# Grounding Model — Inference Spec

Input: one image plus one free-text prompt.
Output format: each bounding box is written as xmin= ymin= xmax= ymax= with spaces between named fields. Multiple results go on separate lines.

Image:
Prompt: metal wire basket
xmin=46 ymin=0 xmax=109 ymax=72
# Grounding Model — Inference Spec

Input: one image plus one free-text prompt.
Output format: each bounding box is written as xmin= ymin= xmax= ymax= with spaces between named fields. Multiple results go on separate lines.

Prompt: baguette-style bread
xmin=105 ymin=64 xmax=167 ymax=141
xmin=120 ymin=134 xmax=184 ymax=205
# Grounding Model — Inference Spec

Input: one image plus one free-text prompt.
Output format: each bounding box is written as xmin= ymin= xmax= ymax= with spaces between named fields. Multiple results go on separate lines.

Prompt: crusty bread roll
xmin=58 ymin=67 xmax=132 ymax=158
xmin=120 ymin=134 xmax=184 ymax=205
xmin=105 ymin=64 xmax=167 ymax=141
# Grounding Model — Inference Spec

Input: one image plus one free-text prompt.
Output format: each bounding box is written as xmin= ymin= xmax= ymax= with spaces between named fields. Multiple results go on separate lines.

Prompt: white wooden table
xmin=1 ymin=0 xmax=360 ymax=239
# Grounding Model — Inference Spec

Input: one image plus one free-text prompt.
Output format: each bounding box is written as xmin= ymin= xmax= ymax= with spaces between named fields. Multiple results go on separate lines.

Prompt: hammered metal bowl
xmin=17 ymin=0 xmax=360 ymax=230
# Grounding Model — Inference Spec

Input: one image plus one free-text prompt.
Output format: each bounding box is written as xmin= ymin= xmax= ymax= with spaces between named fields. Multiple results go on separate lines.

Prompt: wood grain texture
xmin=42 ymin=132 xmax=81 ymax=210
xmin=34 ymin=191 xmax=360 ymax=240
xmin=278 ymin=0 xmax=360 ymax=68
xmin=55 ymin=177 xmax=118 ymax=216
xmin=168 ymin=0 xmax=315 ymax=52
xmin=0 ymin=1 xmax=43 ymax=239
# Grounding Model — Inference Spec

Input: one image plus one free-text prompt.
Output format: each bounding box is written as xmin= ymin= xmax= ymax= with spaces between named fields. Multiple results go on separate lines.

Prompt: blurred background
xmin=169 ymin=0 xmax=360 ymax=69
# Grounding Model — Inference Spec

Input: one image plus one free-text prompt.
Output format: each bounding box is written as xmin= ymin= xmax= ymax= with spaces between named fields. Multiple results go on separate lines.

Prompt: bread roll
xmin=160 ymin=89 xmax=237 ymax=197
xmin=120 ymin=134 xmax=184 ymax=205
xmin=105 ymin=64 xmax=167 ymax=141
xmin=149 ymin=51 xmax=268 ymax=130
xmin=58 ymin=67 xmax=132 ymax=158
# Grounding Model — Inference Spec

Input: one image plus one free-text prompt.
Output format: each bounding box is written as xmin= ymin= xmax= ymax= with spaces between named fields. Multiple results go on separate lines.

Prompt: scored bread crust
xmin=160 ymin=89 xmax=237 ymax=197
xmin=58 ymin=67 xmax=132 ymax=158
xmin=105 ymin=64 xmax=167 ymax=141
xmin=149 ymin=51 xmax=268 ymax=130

________________________

# [PROBLEM TO WORK ON]
Retype all the records, matching them exactly.

# [EXERCISE SOLUTION]
# Grounding Model — Inference Spec

Input: one image plus one free-text prompt.
Output format: each bounding box is written as xmin= ymin= xmax= ymax= with spaces between named fields. Multiple results go on separate lines.

Image:
Prompt: metal wire basket
xmin=46 ymin=0 xmax=109 ymax=72
# Grounding Model — Inference Spec

Input: one image plus one free-text prompt.
Output format: each bounding box is written as xmin= ymin= xmax= ymax= with spaces between named fields. Multiple results go on separate lines.

Prompt: baguette-style bread
xmin=105 ymin=64 xmax=167 ymax=141
xmin=120 ymin=134 xmax=184 ymax=205
# Grounding Model — Inference Spec

Input: one image plus one free-text prompt.
Output format: each bounding box is written as xmin= ymin= xmax= ymax= with spaces between named fields. Multiple results go on separate lines.

Prompt: crusty bread roll
xmin=58 ymin=67 xmax=132 ymax=158
xmin=120 ymin=134 xmax=184 ymax=205
xmin=105 ymin=64 xmax=167 ymax=141
# Grounding Model — Inference Spec

Input: one image plus one free-text prompt.
Output format: each bounding box is written as xmin= ymin= xmax= ymax= with spaces between named fields. Multiple results go on separate lines.

Prompt: white wooden table
xmin=1 ymin=0 xmax=360 ymax=239
# Grounding Model — Inference Spec

Input: one image plus one free-text prompt.
Output format: each bounding box is written as xmin= ymin= xmax= ymax= with spaces between named fields. Multiple results go on separate lines.

Prompt: hammered metal bowl
xmin=17 ymin=0 xmax=360 ymax=230
# Grounding Model — Inference Spec

Input: one image plus one free-text prompt.
Output format: each bounding box is written as xmin= ymin= xmax= ymax= with spaces between named fields. Multiple results go on separate lines.

Prompt: wood grain texture
xmin=42 ymin=132 xmax=81 ymax=210
xmin=34 ymin=191 xmax=360 ymax=240
xmin=278 ymin=0 xmax=360 ymax=68
xmin=55 ymin=177 xmax=118 ymax=216
xmin=168 ymin=0 xmax=315 ymax=52
xmin=0 ymin=1 xmax=43 ymax=239
# Grounding Model — Inference Spec

Input: one image plus one free-text prompt.
Output format: each bounding box is written as xmin= ymin= xmax= ymax= with spaces between named fields. Multiple results go on separate lines.

Prompt: blurred background
xmin=169 ymin=0 xmax=360 ymax=69
# Grounding Model — Inference Spec

Input: one image plus one free-text prompt.
Output format: each bounding box is written as xmin= ymin= xmax= ymax= with spaces between named fields. Multiple results go on separate lines.

Prompt: bread roll
xmin=160 ymin=89 xmax=237 ymax=197
xmin=120 ymin=134 xmax=184 ymax=205
xmin=105 ymin=64 xmax=167 ymax=141
xmin=149 ymin=51 xmax=268 ymax=130
xmin=58 ymin=67 xmax=132 ymax=158
# Grounding Model — Inference Spec

Input: one image plus one free-text prompt.
Output format: each bounding box is written as xmin= ymin= xmax= ymax= with spaces between named fields. Multiple results go on separate lines.

Prompt: scored bread crust
xmin=160 ymin=89 xmax=237 ymax=197
xmin=58 ymin=67 xmax=132 ymax=158
xmin=105 ymin=64 xmax=167 ymax=141
xmin=149 ymin=51 xmax=268 ymax=130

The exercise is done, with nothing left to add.